▸ DOCUMENT
============================================================
By David Sirota
The most troubling aspect of 2016 presidential candidate Chris Christie’s refusal this week to make necessary contributions to his state’s pension system was not the budget maneuver itself—it was that almost none of the debate surrounding the move contextualized what it was really about.
Christie depicted the maneuver as a matter of financial necessity, as if he had no other choice but to effectively use New Jersey retirees’ money to balance the state’s books. With New Jersey under threat of another credit downgrade, Christie was certainly dinged a bit by the political press for not better managing his state’s budget. However, lost in the noise about whether or not the governor is a true fiscal conservative was any discussion of the two choices his administration has made - choices that are at the root of the budget crisis.
The first choice was Christie’s decision to spend enormous amounts of New Jersey taxpayer money on lavish subsidies to corporations. As the New York Times reported two years ago, “Christie has approved a record $1.57 billion in state tax breaks for dozens of New Jersey’s largest companies.” As if that largesse wasn’t enough, the Newark Star-Ledger reported that in 2013, Christie signed legislation that “lifts limits on how much the state can give out in economic incentives to corporations and developers.”
============================================================
▸ SUPPLIED RECORDS
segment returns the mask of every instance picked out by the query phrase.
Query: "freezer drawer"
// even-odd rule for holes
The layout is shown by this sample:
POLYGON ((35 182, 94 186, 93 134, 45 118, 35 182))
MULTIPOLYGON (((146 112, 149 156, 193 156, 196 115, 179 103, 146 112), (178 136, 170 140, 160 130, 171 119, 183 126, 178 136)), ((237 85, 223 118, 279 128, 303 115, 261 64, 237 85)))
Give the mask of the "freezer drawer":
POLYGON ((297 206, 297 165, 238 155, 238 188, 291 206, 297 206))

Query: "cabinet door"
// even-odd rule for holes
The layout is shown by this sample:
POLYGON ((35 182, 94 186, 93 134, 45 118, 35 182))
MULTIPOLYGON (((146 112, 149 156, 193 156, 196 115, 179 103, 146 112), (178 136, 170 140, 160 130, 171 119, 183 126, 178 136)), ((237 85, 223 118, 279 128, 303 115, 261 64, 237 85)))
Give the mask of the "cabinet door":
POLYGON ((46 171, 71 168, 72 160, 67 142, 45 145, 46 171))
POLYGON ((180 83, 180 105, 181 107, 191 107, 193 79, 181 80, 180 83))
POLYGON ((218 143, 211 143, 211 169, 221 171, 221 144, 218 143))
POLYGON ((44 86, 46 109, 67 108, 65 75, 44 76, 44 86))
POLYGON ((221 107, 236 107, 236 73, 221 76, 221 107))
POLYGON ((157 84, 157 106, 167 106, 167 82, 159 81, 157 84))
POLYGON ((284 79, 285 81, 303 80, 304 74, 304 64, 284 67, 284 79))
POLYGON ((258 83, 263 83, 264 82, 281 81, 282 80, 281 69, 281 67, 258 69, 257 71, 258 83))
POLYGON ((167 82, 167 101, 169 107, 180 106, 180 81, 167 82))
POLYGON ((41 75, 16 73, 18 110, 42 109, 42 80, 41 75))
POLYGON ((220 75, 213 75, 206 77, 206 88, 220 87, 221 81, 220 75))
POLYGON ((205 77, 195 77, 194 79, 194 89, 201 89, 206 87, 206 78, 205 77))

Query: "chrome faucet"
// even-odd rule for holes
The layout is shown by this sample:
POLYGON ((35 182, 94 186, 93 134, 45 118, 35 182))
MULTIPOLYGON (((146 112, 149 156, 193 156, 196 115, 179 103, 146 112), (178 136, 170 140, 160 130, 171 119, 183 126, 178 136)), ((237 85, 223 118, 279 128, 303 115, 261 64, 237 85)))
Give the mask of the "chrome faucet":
============================================================
▸ TASK SET
A – What amount in state tax breaks did the New York Times report Christie had approved, according to the article on Chris Christie's pension decision?
B – Copy word for word the passage of the article on Chris Christie's pension decision between "By David Sirota" and "was really about.", inclusive.

▸ ANSWERS PROVIDED
A – A record $1.57 billion, for dozens of New Jersey's largest companies.

B –
By David Sirota
The most troubling aspect of 2016 presidential candidate Chris Christie’s refusal this week to make necessary contributions to his state’s pension system was not the budget maneuver itself—it was that almost none of the debate surrounding the move contextualized what it was really about.